[Set of tasks]
[A] Answer these questions using the forum thread:
(i) How were the dumplings in the chicken and dumplings made?
(ii) What is lesmel putting together for the family?
(iii) What was served at the family dinner in the November 7 post?
[B] From the forum thread, write out the passage between "Not sure what" and "2020. Anyone else?", inclusive.
[C] Rewrite the paragraph of the forum thread that begins "Used up the scallops." as a short list, keeping its main facts.

[Article]
Not sure what next week will be. I have scallops in my freezer I want to use sometimes soon.

72lesmel
Ott 24, 2020, 9:34am

Used up the scallops. Also made a huge pot of chicken and dumplings (rolled, not dropped), chicken and vegetable soup. All of this when I had family in town while I underwent a sinus procedure.

Family dinner night is still going strong. I'm working on putting a cookbook together for the family -- with photos! I'm probably going to break it into years if we keep this up.

Already had my first discussion about Thanksgiving with both of my parents. I'm not leaving my house to be stuck in a room with a lot of people that I don't know how they have been self-isolating. Not to mention longer, close contact leads to higher risk.

I'm tired of 2020. Anyone else?

73MarthaJeanne
Ott 24, 2020, 12:17pm

>72 lesmel: I've been tired of 2020 since maybe March. Maybe only April.

74lesmel
Nov 7, 2020, 1:54pm

This week's family dinner was guisado de res / carne guisada. It wasn't a flop (b/c it tastes pretty terrific) but the meat isn't melty tender like it should be and the gravy is watery.

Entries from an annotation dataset

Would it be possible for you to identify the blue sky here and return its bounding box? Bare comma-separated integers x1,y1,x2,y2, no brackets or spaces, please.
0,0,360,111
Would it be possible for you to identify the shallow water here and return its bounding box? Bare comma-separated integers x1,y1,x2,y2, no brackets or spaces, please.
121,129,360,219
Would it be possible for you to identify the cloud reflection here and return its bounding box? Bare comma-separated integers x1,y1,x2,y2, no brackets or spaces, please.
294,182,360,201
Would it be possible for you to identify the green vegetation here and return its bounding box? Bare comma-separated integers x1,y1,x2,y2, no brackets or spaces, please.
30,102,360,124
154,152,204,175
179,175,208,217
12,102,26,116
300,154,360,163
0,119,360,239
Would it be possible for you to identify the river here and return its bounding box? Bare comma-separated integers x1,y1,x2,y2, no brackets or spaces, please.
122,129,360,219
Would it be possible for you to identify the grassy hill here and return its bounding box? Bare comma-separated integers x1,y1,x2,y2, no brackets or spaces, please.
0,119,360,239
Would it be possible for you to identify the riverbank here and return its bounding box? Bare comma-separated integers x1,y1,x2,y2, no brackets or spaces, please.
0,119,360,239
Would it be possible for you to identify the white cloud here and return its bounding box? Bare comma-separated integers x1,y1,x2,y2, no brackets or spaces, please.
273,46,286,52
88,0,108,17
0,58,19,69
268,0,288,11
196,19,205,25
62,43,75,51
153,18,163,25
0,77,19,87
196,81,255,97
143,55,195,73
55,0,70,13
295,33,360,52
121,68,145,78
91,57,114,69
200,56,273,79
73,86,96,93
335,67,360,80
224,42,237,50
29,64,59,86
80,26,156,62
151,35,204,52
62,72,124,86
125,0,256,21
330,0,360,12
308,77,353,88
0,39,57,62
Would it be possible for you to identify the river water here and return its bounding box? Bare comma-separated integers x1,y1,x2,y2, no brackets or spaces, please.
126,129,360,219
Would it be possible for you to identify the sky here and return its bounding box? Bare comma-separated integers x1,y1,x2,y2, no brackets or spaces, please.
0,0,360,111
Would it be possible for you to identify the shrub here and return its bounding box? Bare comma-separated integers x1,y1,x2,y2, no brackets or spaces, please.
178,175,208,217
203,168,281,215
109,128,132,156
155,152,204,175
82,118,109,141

[Answers to the tasks]
[A]
(i) They were rolled, not dropped.
(ii) A cookbook with photos.
(iii) Guisado de res / carne guisada.

[B]
Not sure what next week will be. I have scallops in my freezer I want to use sometimes soon.

72lesmel
Ott 24, 2020, 9:34am

Used up the scallops. Also made a huge pot of chicken and dumplings (rolled, not dropped), chicken and vegetable soup. All of this when I had family in town while I underwent a sinus procedure.

Family dinner night is still going strong. I'm working on putting a cookbook together for the family -- with photos! I'm probably going to break it into years if we keep this up.

Already had my first discussion about Thanksgiving with both of my parents. I'm not leaving my house to be stuck in a room with a lot of people that I don't know how they have been self-isolating. Not to mention longer, close contact leads to higher risk.

I'm tired of 2020. Anyone else?

[C]
- Used up the scallops.
- Made a huge pot of chicken and dumplings with rolled dumplings.
- Made chicken and vegetable soup.
- Did all this cooking while family was in town during a sinus procedure.